[[ EXTRACTED RECORDS, beginning ]]

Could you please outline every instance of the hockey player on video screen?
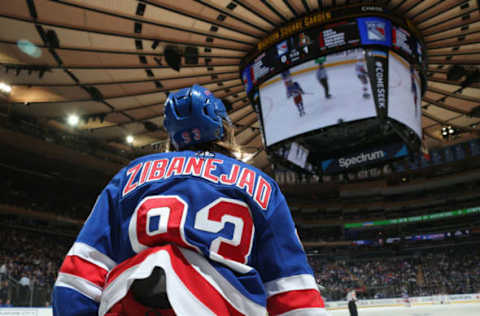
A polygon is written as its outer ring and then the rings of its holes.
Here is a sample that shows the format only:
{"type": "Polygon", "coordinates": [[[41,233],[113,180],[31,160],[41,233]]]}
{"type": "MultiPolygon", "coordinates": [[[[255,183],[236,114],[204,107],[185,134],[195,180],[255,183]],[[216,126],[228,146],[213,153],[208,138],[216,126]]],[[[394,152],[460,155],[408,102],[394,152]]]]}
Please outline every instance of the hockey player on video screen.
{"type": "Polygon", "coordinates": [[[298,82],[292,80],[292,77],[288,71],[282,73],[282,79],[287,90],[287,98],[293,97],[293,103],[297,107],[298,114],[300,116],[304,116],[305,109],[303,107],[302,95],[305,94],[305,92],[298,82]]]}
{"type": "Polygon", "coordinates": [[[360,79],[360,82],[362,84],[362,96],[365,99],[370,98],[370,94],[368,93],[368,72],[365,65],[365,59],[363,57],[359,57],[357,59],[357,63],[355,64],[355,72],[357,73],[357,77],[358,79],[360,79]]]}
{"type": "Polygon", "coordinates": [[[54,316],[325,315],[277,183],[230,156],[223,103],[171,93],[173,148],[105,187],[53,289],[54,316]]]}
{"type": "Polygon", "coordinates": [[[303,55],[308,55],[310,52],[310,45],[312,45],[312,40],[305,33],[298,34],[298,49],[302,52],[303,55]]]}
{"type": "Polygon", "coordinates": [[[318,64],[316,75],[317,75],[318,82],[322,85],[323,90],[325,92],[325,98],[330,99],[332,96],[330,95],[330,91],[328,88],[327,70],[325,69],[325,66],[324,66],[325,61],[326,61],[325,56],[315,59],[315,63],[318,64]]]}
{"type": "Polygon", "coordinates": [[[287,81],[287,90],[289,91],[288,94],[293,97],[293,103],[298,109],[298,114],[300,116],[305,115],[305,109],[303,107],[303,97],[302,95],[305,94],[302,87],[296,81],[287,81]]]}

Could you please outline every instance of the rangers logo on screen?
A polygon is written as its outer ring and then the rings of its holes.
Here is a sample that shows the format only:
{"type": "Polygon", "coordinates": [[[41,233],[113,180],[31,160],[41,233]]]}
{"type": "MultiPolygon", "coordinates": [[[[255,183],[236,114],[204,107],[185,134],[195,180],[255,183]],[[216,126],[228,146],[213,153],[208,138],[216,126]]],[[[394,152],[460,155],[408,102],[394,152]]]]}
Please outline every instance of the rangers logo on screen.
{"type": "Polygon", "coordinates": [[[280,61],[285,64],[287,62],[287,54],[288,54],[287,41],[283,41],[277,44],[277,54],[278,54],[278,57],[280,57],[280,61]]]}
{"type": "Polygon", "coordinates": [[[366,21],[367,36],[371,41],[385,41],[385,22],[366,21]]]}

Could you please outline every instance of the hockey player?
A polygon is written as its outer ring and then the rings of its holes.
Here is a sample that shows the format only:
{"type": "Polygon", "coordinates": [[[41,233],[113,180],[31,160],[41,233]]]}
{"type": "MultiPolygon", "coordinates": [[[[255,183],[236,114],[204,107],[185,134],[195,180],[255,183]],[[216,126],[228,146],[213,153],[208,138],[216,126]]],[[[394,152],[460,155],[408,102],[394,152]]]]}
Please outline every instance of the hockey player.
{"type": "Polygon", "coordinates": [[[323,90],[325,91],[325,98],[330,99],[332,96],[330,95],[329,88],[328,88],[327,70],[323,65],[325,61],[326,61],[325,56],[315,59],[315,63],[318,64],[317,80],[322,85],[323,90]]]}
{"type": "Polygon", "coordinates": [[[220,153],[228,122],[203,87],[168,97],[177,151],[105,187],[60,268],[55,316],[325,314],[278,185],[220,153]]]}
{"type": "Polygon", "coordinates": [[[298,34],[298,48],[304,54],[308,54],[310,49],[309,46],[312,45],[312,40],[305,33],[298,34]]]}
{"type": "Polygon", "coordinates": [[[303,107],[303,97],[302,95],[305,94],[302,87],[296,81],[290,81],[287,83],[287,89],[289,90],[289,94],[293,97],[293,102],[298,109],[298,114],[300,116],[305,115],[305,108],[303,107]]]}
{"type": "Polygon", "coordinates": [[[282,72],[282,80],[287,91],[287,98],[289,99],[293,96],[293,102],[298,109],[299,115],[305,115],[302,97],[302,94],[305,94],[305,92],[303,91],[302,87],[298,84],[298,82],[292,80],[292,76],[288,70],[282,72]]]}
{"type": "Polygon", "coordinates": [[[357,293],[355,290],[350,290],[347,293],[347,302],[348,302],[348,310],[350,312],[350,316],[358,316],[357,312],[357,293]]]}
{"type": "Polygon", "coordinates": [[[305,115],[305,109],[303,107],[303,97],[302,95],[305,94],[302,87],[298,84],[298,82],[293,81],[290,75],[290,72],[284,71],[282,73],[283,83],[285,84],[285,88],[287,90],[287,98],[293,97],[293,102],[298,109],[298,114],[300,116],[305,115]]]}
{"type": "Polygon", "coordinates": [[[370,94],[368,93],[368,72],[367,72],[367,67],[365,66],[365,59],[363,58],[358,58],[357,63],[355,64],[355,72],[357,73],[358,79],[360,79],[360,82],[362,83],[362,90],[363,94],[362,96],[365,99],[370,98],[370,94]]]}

[[ EXTRACTED RECORDS, end ]]

### WORK ORDER:
Reproduce the records above word for word, without the images.

### WRITTEN SOLUTION:
Could you please outline every instance of the hockey player on video screen?
A polygon is written as its outer ring and then the rings of its holes.
Here is a sample that shows the format only:
{"type": "Polygon", "coordinates": [[[41,233],[113,180],[31,160],[41,233]]]}
{"type": "MultiPolygon", "coordinates": [[[[255,183],[236,114],[204,107],[185,134],[195,180],[255,183]],[[216,126],[228,146],[213,153],[208,138],[216,126]]],[[[394,152],[460,155],[408,102],[394,152]]]]}
Please outline every instance of the hockey player on video screen.
{"type": "Polygon", "coordinates": [[[298,82],[292,80],[292,77],[288,71],[282,73],[282,79],[287,90],[287,98],[293,97],[293,103],[297,107],[298,114],[300,116],[304,116],[305,109],[303,107],[302,95],[305,94],[305,92],[298,82]]]}
{"type": "Polygon", "coordinates": [[[360,79],[360,82],[362,84],[362,96],[365,99],[370,98],[370,94],[368,93],[368,72],[365,65],[365,59],[363,57],[359,57],[357,59],[357,63],[355,64],[355,72],[357,73],[357,77],[358,79],[360,79]]]}
{"type": "Polygon", "coordinates": [[[54,316],[325,315],[277,183],[230,156],[223,103],[171,93],[173,148],[105,187],[53,289],[54,316]]]}
{"type": "Polygon", "coordinates": [[[303,55],[308,55],[310,52],[310,45],[312,45],[312,40],[305,33],[298,34],[298,49],[302,52],[303,55]]]}
{"type": "Polygon", "coordinates": [[[318,64],[316,75],[317,75],[318,82],[322,85],[323,90],[325,92],[325,98],[330,99],[332,96],[330,95],[330,91],[328,88],[327,70],[325,69],[325,66],[324,66],[325,61],[326,61],[325,56],[315,59],[315,63],[318,64]]]}
{"type": "Polygon", "coordinates": [[[287,81],[287,90],[289,91],[288,94],[293,97],[293,103],[298,109],[298,114],[300,116],[305,115],[305,109],[303,107],[303,97],[302,95],[305,94],[302,87],[296,81],[287,81]]]}

Could you please outline every instance of the rangers logo on screen?
A polygon is written as its outer ring and then the rings of its holes.
Here is a sample that shows the format only:
{"type": "Polygon", "coordinates": [[[41,233],[113,180],[31,160],[41,233]]]}
{"type": "MultiPolygon", "coordinates": [[[[255,183],[236,114],[204,107],[185,134],[195,180],[255,183]],[[216,126],[228,146],[213,153],[208,138],[216,126]]],[[[394,152],[460,155],[408,102],[394,152]]]]}
Please outline every instance of the rangers logo on screen.
{"type": "Polygon", "coordinates": [[[280,61],[285,64],[287,62],[287,54],[288,54],[287,41],[283,41],[277,44],[277,54],[278,54],[278,57],[280,57],[280,61]]]}
{"type": "Polygon", "coordinates": [[[366,21],[367,36],[371,41],[385,41],[385,22],[366,21]]]}

Could you please outline every instance of the hockey player?
A polygon is written as its outer ring and then the rings of its holes.
Here is a sample that shows the format only:
{"type": "Polygon", "coordinates": [[[41,233],[113,180],[31,160],[41,233]]]}
{"type": "MultiPolygon", "coordinates": [[[[255,183],[236,114],[204,107],[185,134],[195,180],[255,183]],[[216,126],[228,146],[213,153],[208,138],[216,126]]],[[[394,152],[460,155],[408,102],[394,152]]]]}
Please outline every instance of the hockey player.
{"type": "Polygon", "coordinates": [[[323,90],[325,91],[325,98],[330,99],[332,96],[330,95],[329,88],[328,88],[327,70],[323,65],[325,61],[326,61],[325,56],[315,59],[315,63],[318,64],[317,80],[322,85],[323,90]]]}
{"type": "Polygon", "coordinates": [[[220,153],[228,122],[203,87],[168,97],[177,151],[105,187],[60,268],[55,316],[325,314],[278,185],[220,153]]]}
{"type": "Polygon", "coordinates": [[[298,34],[298,48],[304,54],[308,54],[310,49],[309,46],[312,45],[312,40],[305,33],[298,34]]]}
{"type": "Polygon", "coordinates": [[[303,107],[303,97],[302,95],[305,94],[302,87],[296,81],[290,81],[287,83],[287,89],[289,90],[289,94],[293,97],[293,102],[298,109],[298,114],[300,116],[305,115],[305,108],[303,107]]]}
{"type": "Polygon", "coordinates": [[[282,72],[282,80],[287,91],[287,98],[289,99],[293,96],[293,102],[298,109],[299,115],[305,115],[302,97],[302,94],[305,94],[305,92],[303,91],[302,87],[298,84],[298,82],[292,80],[292,76],[288,70],[282,72]]]}
{"type": "Polygon", "coordinates": [[[357,293],[355,290],[350,290],[347,293],[347,302],[348,302],[348,310],[350,312],[350,316],[358,316],[357,312],[357,293]]]}
{"type": "Polygon", "coordinates": [[[305,115],[305,109],[303,107],[303,97],[302,95],[305,94],[302,87],[298,84],[298,82],[293,81],[290,75],[290,72],[284,71],[282,73],[283,83],[285,84],[285,88],[287,90],[287,98],[293,97],[293,102],[298,109],[298,114],[300,116],[305,115]]]}
{"type": "Polygon", "coordinates": [[[370,94],[368,93],[368,72],[367,72],[367,67],[365,66],[365,59],[363,58],[358,58],[357,63],[355,64],[355,72],[357,73],[358,79],[360,79],[360,82],[362,83],[362,90],[363,94],[362,96],[365,99],[370,98],[370,94]]]}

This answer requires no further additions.